- **EXERCISE INSTRUCTIONS**
Return the data exactly, with all pictures removed.

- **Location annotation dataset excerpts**
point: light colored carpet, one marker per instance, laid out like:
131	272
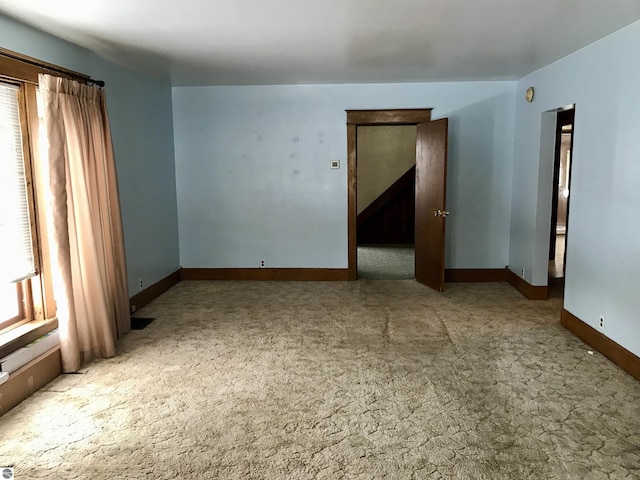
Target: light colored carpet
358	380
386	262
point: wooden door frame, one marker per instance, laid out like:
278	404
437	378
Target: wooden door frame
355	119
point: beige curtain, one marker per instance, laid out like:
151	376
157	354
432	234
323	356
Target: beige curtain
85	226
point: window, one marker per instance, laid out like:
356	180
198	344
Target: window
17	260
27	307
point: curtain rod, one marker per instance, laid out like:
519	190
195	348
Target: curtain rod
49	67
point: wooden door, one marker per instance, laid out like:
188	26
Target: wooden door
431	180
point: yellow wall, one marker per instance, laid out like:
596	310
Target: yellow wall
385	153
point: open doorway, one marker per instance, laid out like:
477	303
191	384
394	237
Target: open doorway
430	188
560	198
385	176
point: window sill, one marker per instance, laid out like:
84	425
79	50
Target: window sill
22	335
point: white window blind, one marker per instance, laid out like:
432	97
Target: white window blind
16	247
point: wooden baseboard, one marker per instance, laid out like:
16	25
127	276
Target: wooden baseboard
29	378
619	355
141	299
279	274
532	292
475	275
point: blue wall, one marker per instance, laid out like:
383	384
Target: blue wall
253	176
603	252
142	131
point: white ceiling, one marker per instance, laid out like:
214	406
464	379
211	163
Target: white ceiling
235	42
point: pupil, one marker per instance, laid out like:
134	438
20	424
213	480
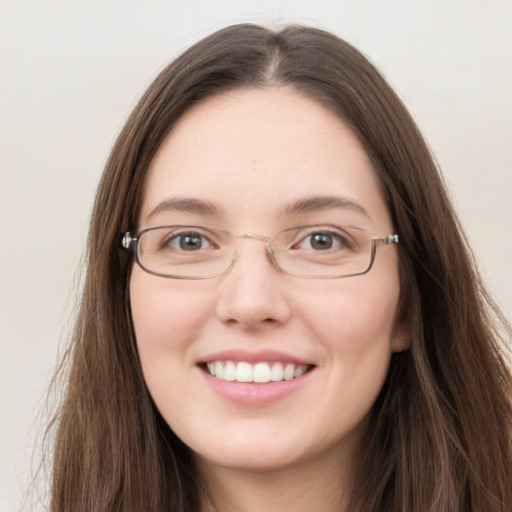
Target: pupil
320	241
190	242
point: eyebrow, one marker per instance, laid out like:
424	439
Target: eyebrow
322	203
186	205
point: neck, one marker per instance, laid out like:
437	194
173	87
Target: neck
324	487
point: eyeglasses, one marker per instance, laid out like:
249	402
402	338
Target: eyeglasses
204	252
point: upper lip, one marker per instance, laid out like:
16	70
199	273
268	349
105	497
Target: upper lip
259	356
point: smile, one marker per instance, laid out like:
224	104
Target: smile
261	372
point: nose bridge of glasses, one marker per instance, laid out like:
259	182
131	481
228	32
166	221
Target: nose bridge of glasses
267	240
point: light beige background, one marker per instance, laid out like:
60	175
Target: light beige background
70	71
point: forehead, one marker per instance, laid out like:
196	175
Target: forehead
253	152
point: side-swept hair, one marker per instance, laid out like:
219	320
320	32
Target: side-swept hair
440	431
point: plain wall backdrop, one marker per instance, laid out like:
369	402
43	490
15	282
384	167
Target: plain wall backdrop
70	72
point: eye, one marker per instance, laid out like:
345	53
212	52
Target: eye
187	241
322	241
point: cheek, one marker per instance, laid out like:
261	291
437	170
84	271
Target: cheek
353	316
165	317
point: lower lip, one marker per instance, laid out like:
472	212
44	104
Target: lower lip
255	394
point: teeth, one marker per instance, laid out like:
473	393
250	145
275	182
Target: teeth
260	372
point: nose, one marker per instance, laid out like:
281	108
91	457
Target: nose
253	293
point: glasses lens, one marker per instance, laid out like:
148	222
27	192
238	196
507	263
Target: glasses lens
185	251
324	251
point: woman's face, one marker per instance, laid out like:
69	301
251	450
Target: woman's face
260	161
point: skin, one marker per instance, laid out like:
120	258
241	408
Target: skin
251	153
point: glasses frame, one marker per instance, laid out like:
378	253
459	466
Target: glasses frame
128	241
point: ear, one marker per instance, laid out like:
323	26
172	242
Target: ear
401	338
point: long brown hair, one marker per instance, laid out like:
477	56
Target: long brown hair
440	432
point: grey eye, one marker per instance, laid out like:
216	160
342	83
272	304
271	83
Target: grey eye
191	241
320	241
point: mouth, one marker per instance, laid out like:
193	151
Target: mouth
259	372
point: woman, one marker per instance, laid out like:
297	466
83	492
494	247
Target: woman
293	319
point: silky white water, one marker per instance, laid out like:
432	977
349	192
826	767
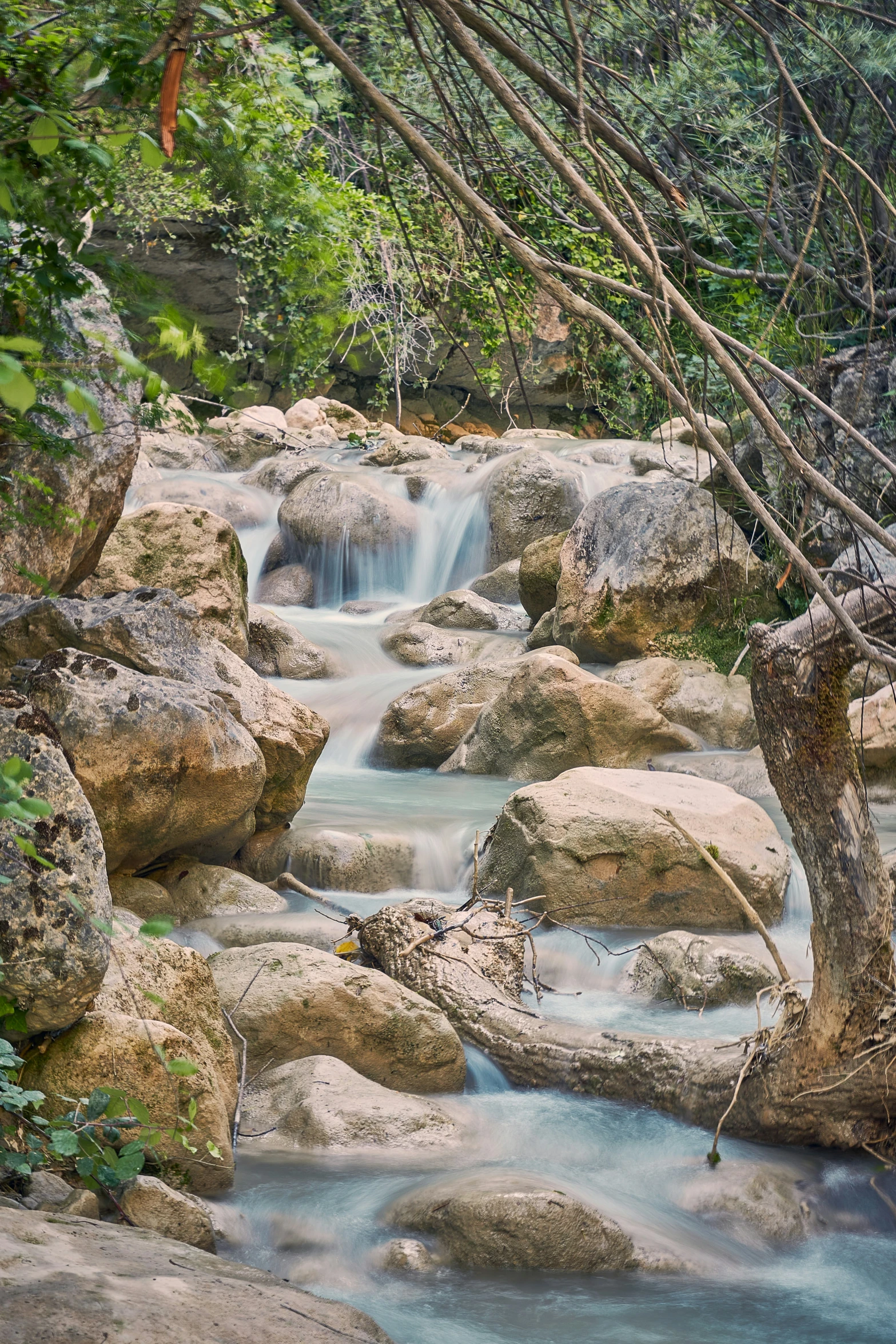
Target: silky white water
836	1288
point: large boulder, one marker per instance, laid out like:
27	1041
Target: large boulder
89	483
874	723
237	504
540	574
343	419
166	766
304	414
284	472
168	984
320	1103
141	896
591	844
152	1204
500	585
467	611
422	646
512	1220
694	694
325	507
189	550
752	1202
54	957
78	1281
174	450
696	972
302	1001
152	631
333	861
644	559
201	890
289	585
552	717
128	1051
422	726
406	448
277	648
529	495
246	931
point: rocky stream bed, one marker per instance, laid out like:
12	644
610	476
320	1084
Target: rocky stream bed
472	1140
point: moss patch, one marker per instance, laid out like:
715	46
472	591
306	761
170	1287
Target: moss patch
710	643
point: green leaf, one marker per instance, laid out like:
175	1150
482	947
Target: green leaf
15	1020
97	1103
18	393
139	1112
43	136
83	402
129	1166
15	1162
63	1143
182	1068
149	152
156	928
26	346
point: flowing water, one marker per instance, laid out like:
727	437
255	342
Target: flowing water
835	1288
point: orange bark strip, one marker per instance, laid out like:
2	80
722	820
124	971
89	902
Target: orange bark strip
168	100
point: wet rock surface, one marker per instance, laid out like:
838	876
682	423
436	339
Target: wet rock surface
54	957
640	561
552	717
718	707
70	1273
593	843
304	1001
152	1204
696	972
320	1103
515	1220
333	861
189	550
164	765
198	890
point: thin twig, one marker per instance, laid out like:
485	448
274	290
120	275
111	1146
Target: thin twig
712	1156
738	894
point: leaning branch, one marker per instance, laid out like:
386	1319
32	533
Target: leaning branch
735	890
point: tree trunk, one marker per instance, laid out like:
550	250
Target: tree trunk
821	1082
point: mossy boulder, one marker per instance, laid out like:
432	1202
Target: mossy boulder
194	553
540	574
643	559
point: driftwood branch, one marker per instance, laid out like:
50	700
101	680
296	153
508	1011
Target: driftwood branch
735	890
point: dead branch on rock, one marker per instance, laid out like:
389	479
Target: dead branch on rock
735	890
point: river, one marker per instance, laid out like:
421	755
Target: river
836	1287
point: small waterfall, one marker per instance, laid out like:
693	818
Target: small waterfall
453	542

- **WRITTEN SOLUTION**
point: light colored carpet, one marker per instance, laid out like:
131	272
Target: light colored carpet
358	380
386	262
point: wooden door frame, one marker per instance, laid out like:
278	404
437	378
Target: wooden door frame
355	119
point: beige curtain, one marker per instance, laid out like:
151	376
157	354
432	234
323	356
Target: beige curtain
85	226
point: window, one marker per instance, laid out like:
356	180
198	344
Target: window
17	260
27	307
point: curtain rod, one marker per instance, laid out like:
519	190
195	348
Target: curtain rod
49	67
point: wooden door, one marker per instance, laid out like:
188	26
Target: wooden door
431	180
point: yellow wall, one marker per instance, laid out like:
596	310
Target: yellow wall
385	153
point: open doorway, one marker per instance, laid out like:
477	303
191	384
394	237
Target: open doorway
430	188
560	198
385	176
point: window sill, one marker per instance, laid out like:
84	425
79	50
Target: window sill
22	335
point: white window blind, one marker per instance, laid out like:
432	97
Target: white window blind
16	247
point: wooden baseboard, one marker per instance, laid out like:
16	25
127	276
Target: wooden baseboard
29	378
619	355
141	299
279	274
532	292
475	275
point: blue wall, one marker per instance, laid out like:
383	384
Target: blue wall
253	176
603	252
142	131
point: white ceiling, one marker per instance, laid out like:
214	406
464	379
211	163
Target: white ceiling
235	42
point: pupil, one marker per instance, laid out like:
134	438
20	424
213	480
Target: pupil
320	241
190	242
point: eyebrow, one marker per instance, laid out like:
424	439
Target: eyebrow
322	203
186	205
point: neck, one marker per instance, laid out like:
437	194
173	87
Target: neck
324	487
point: eyeglasses, one marker per instance, laid out like:
249	402
402	338
Target: eyeglasses
204	252
point: upper lip, one marker per instance, laid out like:
16	70
199	273
268	349
105	497
Target: upper lip
259	356
point: smile, one marker per instance, laid out like:
224	104
Target: smile
261	372
point: nose bridge of glasses, one marker per instance, laid out like:
259	182
131	481
228	32
166	221
Target: nose bridge of glasses
267	240
point: light beige background, one marker per instance, laid out like:
60	175
Target: light beige background
70	71
point: forehead, one marker per instance, laid out like:
196	175
Target: forehead
253	152
point: side-swept hair, one marker per instance, laid out like:
219	320
320	32
Target: side-swept hair
440	431
point: plain wall backdrop, one marker per instance, laid out like:
369	402
43	490
15	282
384	167
Target: plain wall backdrop
70	72
point: eye, one marker per instance, laid out like:
345	53
212	52
Target: eye
187	241
322	241
point: cheek, one marker per instance, laid out like:
261	291
437	170
84	271
Target: cheek
353	316
165	317
point: lower lip, one marker per instance, laid out like:
472	212
44	104
Target: lower lip
255	394
point: teeth, one marker per instance, laid out like:
473	393
250	145
275	182
Target: teeth
260	372
point: nose, one marker per instance, laid out like:
281	108
91	457
Target: nose
253	293
point: glasses lens, one marker per instance, laid out like:
148	222
27	192
238	196
507	263
Target: glasses lens
185	251
324	251
point: woman's face, one marker per instance, laid out like:
69	301
251	450
Target: woman's face
260	161
point: skin, one marker per instance, laid out like:
120	258
241	408
Target: skin
251	153
point: glasses frame, one marker per instance, laid out like:
378	253
459	466
Target: glasses frame
128	241
point: ear, one marker per instance, laid out like:
323	26
172	242
Target: ear
401	338
point: long brown hair, one marker per instance, laid out like:
477	56
Target: long brown hair
440	432
point: grey eye, one marker per instance, laid out like:
216	160
342	83
272	304
271	83
Target: grey eye
191	241
320	241
point: mouth, one marker per instance, laid out like:
193	151
Target: mouth
259	372
point: woman, one marker per instance, laid out like:
297	466
83	492
494	247
Target: woman
293	319
point: silky white water, one marker per instance, laid out like:
432	977
349	192
826	767
Target: silky white water
836	1288
point: large boulder, one marker per instance, laid out like:
27	1041
Target: large boulder
89	483
874	723
237	504
540	574
343	419
166	766
304	414
284	472
168	984
320	1103
141	896
591	844
152	1204
500	585
467	611
422	646
512	1220
694	694
325	507
189	550
752	1202
54	957
78	1281
174	450
696	972
302	1001
152	631
333	861
644	559
201	890
289	585
552	717
128	1051
422	726
406	448
277	648
529	495
246	931
point: rocky stream bed, one marker per instance, laid out like:
12	644
610	476
320	1084
Target: rocky stream bed
472	1140
point: moss patch, one marker per instance, laid out like:
715	46
472	591
306	761
170	1287
Target: moss patch
710	643
point: green leaf, one marker per instance, laid out like:
175	1150
482	947
Target: green leaf
15	1020
97	1103
18	393
139	1112
43	136
83	402
129	1166
15	1162
63	1143
182	1068
149	152
156	928
26	346
point: flowing water, one marker per instance, laid out like:
727	437
255	342
Target: flowing water
835	1288
point: orange bark strip, one marker per instance, laid out like:
2	80
722	820
124	971
89	902
Target: orange bark strip
168	100
point: wet rock surface, one marker per instance, laid out like:
838	876
682	423
436	339
Target: wet rock surface
54	957
640	561
552	717
718	707
70	1273
593	843
304	1001
152	1204
696	972
320	1103
515	1220
333	861
189	550
164	765
198	890
point: thin twig, one marker per instance, laid out like:
485	448
274	290
120	275
111	1146
Target: thin twig
712	1156
738	894
point: leaning branch, one marker per instance, laid out like:
386	1319
32	533
Target: leaning branch
735	890
point: tree trunk, one marker per instance, laid out like:
550	250
Target: tree trunk
821	1082
point: mossy boulder, one marker per instance, laid out like:
432	1202
Target: mossy boulder
194	553
540	574
643	559
point: driftwood branch, one marker per instance, laid out like:
50	700
101	680
296	153
508	1011
Target: driftwood branch
735	890
point: dead branch on rock, one marker per instance, laid out like:
389	479
Target: dead branch on rock
735	890
point: river, one marker per instance, laid out like:
421	755
Target: river
836	1287
point: small waterfall, one marker per instance, laid out like:
693	818
Target: small waterfall
453	542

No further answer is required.